---------- Sayfa ----------
Türkiye’de Dış Politika Yapımı Nasıl Analiz Edilir? – Özgür Özdamar



Türkiye’nin
dış ilişkilerini inceleyen akademisyenler, Türk dış politikasını (TDP) çalışmalarında
geleneksel olarak tarihsel anlatı ve vaka incelemesi yaklaşımlarını
benimsemişlerdir. Bu çalışmalar genellikle aktör-genel yaklaşımları kullanarak,
Türkiye’yi “ulusal çıkar” peşinde koşan, tek bir dış politika rotasına sahip,
üniter aktör olarak incelemişlerdir. Bu çalışmalar çoğunlukla teorik olmayan
bir yaklaşıma ve politika-odaklı yazım tekniğine sahiptirler.

Bir
kısım başka çalışmalar ise Türkiye’nin dış politikasını açıklama çabalarında Uluslararası
İlişkiler (Uİ) teorilerini hipotez testi yapmayan bir modelde kullanmışlardır.
---------- Sağlanan Liste ----------
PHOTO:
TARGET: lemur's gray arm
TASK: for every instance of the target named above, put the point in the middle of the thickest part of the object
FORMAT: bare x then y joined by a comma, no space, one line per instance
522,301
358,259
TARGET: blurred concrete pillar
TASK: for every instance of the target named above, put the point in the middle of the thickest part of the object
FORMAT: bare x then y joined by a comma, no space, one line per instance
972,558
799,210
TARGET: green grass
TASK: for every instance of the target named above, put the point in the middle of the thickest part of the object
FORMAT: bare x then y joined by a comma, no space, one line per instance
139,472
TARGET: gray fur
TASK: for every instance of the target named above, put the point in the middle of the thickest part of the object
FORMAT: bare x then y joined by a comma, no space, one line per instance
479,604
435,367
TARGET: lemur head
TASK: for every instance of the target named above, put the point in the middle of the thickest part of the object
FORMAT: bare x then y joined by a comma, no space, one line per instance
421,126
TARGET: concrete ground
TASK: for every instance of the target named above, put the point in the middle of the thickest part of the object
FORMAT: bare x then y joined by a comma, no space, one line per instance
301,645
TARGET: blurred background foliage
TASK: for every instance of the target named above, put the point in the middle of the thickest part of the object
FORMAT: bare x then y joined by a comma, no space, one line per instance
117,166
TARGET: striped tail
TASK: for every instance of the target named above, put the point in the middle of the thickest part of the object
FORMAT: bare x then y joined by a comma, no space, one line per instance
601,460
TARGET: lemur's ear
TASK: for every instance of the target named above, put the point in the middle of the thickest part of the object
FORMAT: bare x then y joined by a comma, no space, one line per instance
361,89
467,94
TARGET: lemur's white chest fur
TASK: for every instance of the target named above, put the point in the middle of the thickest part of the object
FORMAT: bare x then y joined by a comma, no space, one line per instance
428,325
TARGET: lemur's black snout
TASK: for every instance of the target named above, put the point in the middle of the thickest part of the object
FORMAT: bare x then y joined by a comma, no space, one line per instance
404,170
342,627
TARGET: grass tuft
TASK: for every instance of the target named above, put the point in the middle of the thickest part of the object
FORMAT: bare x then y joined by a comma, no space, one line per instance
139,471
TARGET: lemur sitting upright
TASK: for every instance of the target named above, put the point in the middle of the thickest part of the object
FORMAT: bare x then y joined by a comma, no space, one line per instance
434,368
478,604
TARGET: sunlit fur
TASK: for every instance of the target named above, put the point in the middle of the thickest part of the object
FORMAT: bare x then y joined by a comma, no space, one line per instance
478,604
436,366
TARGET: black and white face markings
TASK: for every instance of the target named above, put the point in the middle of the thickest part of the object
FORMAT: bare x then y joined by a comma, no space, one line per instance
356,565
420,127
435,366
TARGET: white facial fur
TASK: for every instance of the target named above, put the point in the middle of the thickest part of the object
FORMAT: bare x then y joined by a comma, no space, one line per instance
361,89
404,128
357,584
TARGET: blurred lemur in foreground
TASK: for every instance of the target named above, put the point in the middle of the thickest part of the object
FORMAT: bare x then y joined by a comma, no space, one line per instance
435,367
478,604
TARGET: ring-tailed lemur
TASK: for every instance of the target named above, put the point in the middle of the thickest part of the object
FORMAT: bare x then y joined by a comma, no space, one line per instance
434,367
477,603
----------
§ Çözülecek Problem: Lütfen dış politika analizi sayfasına göre, geleneksel çalışmaların Türkiye'yi incelerken ona yüklediği nitelikleri eksiksiz sıralayın. Buradaki işte listenin hiçbir rolü yok.

§ Görevin Cevabı:
- "Ulusal çıkar" peşinde koşan
- Tek bir dış politika rotasına sahip
- Üniter aktör